EXERCISE OBJECTIVE: Rewrite the records from the line that has "of the <item>black" through the end of the records, changing "query phrase" to "search phrase" and leaving everything else as it is.

--- BEGIN INPUT MATERIAL ---

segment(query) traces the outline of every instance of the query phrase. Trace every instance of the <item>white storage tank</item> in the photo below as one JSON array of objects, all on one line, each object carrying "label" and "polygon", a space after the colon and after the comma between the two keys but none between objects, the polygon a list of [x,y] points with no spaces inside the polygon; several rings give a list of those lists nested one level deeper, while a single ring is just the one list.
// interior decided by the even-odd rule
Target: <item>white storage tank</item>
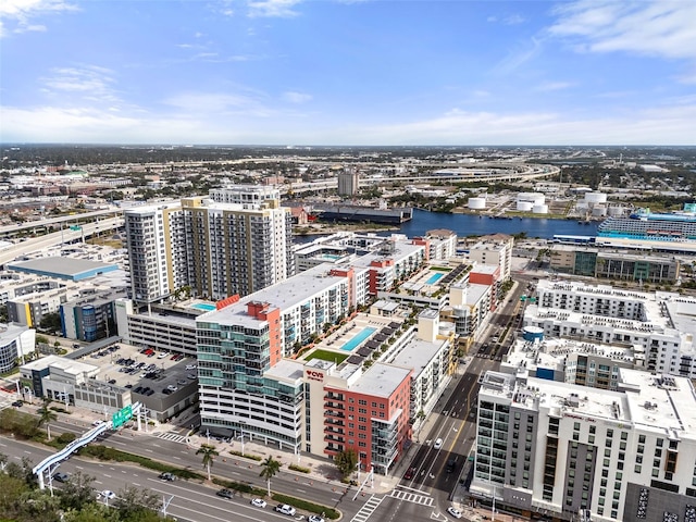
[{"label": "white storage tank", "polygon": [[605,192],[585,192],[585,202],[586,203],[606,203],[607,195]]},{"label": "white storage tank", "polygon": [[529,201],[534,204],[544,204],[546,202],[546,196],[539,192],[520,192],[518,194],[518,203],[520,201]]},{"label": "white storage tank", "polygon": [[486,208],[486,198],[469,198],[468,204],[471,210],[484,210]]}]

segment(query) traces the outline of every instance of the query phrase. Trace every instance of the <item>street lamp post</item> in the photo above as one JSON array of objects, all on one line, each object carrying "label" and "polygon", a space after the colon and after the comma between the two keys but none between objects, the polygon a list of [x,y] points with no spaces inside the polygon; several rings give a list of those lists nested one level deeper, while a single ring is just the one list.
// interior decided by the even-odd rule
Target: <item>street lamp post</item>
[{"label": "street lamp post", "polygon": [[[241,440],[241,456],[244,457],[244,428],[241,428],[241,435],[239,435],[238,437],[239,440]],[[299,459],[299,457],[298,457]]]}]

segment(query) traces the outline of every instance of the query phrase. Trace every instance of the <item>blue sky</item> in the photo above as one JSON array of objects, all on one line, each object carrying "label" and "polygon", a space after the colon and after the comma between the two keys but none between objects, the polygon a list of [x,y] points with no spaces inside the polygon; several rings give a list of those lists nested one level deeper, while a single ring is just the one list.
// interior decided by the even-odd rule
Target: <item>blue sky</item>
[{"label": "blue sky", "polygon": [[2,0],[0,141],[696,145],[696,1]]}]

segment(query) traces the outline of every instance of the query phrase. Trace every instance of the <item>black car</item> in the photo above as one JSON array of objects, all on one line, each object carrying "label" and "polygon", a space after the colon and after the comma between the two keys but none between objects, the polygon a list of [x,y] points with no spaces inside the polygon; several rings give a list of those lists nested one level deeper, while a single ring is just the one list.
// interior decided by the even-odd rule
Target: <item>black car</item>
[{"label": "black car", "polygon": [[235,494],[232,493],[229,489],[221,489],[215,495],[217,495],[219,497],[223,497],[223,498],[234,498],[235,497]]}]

--- END INPUT MATERIAL ---

RESPONSE TO THE TASK:
segment(query) traces the outline of every instance of the search phrase. Trace every instance of the <item>black car</item> in the photo above as one JSON array of objects, all on one line, each object carrying "label" and "polygon", a space after the colon and after the comma between the two keys but none between objects, the polygon a list of [x,y] points with no spaces inside the polygon; several rings give a list of those lists nested one level deeper, while a single ring is just the one list.
// interior decided by the even-odd rule
Target: <item>black car</item>
[{"label": "black car", "polygon": [[235,494],[232,493],[229,489],[221,489],[215,495],[217,495],[219,497],[223,497],[223,498],[234,498],[235,497]]}]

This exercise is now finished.